**STATED TASK:** Count the lines in the material below that contain the word "ground". Give only the number.

**Some records:**
'''

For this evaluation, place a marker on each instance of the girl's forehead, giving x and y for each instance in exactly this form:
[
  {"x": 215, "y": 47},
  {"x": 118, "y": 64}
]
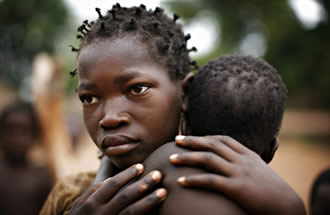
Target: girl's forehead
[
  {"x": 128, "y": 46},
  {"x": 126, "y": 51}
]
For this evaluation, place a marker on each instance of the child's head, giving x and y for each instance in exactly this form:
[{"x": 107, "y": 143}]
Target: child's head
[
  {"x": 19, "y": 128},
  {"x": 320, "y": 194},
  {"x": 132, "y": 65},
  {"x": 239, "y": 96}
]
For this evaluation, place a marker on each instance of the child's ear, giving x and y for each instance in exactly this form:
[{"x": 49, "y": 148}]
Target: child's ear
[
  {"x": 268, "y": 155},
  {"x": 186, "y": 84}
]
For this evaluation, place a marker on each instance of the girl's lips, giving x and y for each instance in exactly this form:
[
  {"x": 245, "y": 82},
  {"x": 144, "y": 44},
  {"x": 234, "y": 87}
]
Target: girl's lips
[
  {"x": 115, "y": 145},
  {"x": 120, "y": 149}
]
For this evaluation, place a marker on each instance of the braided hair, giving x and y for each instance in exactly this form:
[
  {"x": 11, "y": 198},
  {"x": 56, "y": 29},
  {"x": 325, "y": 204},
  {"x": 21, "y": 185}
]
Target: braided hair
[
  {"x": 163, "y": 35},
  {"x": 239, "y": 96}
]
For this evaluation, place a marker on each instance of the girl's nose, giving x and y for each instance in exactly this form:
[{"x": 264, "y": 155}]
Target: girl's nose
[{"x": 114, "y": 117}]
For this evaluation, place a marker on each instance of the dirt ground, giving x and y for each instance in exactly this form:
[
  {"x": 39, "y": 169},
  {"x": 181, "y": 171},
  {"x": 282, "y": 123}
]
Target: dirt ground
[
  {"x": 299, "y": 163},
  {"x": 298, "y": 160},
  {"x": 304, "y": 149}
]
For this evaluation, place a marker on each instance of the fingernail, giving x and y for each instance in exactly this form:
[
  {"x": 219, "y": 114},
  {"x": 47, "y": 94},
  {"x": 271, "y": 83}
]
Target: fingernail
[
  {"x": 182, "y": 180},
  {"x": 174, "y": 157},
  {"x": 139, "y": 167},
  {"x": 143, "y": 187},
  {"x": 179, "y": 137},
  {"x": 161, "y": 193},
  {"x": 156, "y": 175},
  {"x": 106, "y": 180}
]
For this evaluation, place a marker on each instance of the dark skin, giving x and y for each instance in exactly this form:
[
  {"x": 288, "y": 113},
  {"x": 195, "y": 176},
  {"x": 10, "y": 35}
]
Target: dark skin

'''
'''

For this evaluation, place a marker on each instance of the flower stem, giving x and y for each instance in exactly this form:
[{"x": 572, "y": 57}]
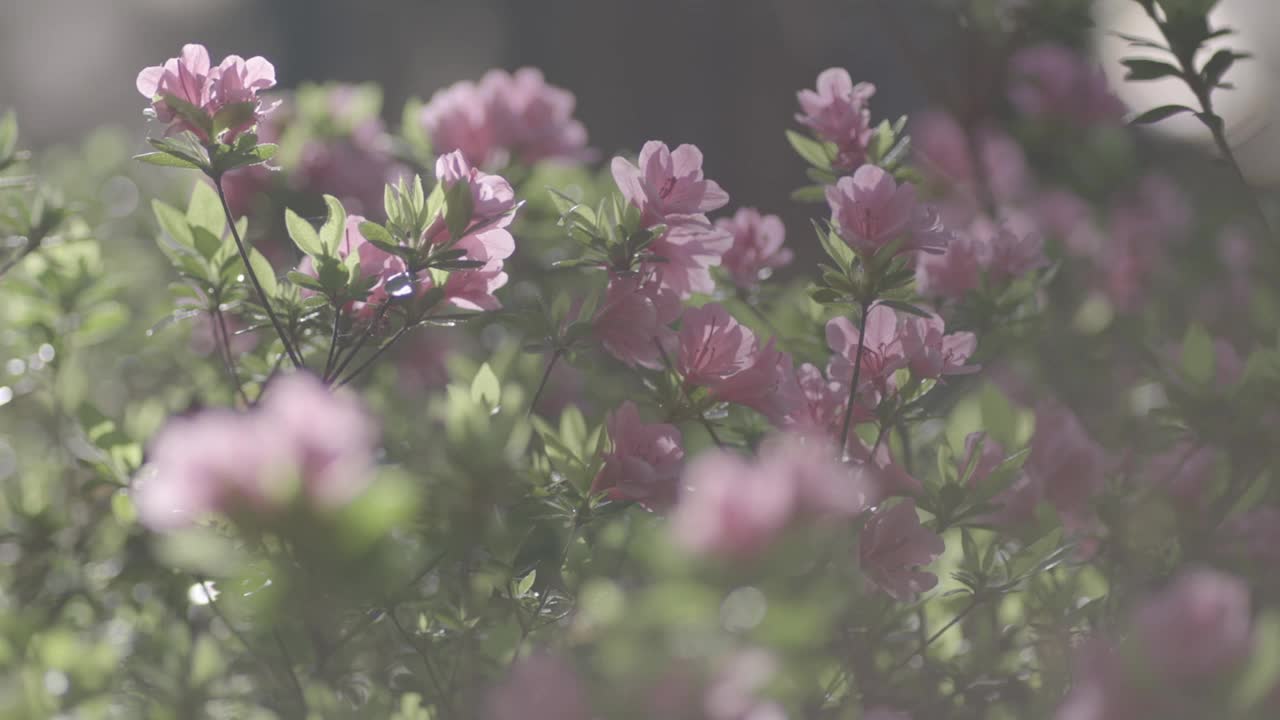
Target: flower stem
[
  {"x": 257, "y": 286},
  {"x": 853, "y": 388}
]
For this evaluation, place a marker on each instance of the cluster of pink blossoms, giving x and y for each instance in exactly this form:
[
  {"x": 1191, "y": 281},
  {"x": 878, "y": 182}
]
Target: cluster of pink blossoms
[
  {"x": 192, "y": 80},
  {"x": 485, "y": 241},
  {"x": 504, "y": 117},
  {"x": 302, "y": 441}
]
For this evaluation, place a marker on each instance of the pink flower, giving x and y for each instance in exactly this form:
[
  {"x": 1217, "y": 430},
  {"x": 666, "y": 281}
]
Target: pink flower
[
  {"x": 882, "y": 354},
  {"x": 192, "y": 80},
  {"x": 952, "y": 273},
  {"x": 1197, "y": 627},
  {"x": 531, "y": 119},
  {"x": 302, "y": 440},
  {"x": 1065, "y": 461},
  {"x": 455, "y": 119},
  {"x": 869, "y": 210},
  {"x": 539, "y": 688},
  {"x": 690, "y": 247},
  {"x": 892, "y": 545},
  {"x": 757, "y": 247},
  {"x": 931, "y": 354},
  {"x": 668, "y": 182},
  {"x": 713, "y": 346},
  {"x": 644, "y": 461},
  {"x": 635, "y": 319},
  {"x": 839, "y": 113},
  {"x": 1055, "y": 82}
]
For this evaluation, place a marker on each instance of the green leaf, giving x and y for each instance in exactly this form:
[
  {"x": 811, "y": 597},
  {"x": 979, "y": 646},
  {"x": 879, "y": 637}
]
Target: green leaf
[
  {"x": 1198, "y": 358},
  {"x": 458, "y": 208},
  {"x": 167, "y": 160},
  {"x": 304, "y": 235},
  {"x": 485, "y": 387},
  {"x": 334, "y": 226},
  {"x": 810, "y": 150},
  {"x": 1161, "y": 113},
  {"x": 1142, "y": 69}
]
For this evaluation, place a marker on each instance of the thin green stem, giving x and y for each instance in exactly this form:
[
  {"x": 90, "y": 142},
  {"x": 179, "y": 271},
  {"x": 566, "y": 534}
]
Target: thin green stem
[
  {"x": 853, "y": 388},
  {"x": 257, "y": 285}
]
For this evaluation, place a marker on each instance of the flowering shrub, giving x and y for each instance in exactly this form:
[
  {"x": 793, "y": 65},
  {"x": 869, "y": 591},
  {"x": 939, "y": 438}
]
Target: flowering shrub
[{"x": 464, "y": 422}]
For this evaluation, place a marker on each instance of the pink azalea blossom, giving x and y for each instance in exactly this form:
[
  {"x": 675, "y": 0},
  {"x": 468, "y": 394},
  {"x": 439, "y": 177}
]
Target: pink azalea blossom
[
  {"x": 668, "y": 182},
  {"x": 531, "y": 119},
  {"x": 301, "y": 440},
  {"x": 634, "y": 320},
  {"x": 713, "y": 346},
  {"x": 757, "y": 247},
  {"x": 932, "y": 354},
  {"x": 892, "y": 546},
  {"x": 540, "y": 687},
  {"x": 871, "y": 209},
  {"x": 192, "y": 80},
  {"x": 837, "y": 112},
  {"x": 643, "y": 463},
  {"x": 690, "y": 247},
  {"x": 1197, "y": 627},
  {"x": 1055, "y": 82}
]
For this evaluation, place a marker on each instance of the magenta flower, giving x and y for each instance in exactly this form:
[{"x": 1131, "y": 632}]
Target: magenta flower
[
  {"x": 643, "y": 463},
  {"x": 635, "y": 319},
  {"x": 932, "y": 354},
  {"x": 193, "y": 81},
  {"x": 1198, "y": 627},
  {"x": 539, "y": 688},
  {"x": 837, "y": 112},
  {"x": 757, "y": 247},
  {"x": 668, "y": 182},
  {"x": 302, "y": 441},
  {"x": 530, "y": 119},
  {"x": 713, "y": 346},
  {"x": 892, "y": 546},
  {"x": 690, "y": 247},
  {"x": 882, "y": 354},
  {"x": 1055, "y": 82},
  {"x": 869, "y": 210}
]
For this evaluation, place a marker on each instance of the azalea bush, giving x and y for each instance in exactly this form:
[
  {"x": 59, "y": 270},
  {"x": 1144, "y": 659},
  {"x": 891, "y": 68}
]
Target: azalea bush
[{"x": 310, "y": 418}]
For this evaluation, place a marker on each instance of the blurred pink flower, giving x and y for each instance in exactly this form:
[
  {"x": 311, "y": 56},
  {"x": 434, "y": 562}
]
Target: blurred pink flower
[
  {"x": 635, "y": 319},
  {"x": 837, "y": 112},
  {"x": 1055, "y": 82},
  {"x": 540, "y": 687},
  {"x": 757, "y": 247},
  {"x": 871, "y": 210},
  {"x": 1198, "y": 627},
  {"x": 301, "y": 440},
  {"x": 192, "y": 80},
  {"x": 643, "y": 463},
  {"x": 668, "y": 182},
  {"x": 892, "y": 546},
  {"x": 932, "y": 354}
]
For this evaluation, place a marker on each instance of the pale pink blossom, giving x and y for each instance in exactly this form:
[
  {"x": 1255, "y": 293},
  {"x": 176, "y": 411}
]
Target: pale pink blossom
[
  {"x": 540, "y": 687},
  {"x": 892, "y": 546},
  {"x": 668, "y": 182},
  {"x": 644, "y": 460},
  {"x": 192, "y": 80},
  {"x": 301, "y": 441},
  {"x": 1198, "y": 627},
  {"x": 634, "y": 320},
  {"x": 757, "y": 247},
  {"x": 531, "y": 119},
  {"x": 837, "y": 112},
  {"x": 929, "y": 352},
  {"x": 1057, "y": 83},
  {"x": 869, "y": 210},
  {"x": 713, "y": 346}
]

'''

**THE RESULT:** 2